Just tried it there and he was having none of it, just kept running away from my hand when it got too close to him. I'll just keep at it.

He also seems to be moulting? Or feather plucking... Basically I've found a couple of big feathers of his on the floor of the cage. Just there I saw one feather on his wing sticking the wrong way so he plucked it out, and he's preening a lot even with my hands in the cage. Sound normal or abnormal?

Edit: accidental step up... He was on his swinging perch and couldn't really escape, so I alternated giving millet and bringing my hand closer. I pressed it to him and he stood up, but once he realised what he did he climbed away in a hurry!


----------



## roxy culver (May 27, 2010)

Sounds like he's molting, no worries!!

As to putting the hand in the cage, start slowly. Don't get any closer to him. Start at the door of the cage and leave it there. When he no longer seems to notice your hand, then move it slowly closer til he reacts to it (i.e. striking at it, hissing, etc) and leave it there. Once he starts to ignore it in that spot move it closer. Keep doing this til you can touch him. It takes a lot of patience, but its the first step towards teaching him to step up.

* Dataset extract:
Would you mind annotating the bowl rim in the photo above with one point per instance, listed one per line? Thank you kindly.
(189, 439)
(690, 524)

* Goals:
a) In the bird-taming thread, why did the accidental step up happen? Answer in one to three sentences.
b) Carry on the bird-taming thread from the point where it stops.

* Responses by task:
a) The bird was on his swinging perch and couldn't really escape. The poster alternated giving millet with bringing a hand closer, then pressed the hand to him, and he stood up onto it.

b)
----------



## Blue_Seas (Jun 18, 2013)

He only hisses at my hand when he's tired, during the day all he does is run from it. 

Earlier I had some successes by getting a chopstick and using that to try and get him to step up while eating millet. He did it by accident first... And then it took a lot of coercion to get him back on it again. I might get something a bit wider but I think he's just scared of things touching him in general, but hands are the only things he'll run from. 

I've followed the bringing the hand closer thing and because he runs, not hisses or lunges, I have to follow him with it and can never get it used to it beng closer. I can sometimes do it while he's eating millet from me but as soon as he twigs what I'm doing he runs!

Quick edit: he doesn't do much moving inside his cage unless it's running away from my hand. Mainly stays by his food. He doesn't play much and I'm so worried that he's the type of bird that just doesn't do much while in a cage and needs to be out (or get a friend.. That's another story) but it's so frustrating not being able to tame him so I can let him enjoy himself!


----------



## Tequilagirl (Mar 4, 2013)

Blue_Seas said:


> I've followed the bringing the hand closer thing and because he runs, not hisses or lunges,* I have to follow him with it *and can never get it used to it beng closer. I can sometimes do it while he's eating millet from me but as soon as he twigs what I'm doing he runs!


My bold. 

No, you don't. Just hang in there for as long as it takes for him to be ok with it. it's not a half an hour job.


----------



## roxy culver (May 27, 2010)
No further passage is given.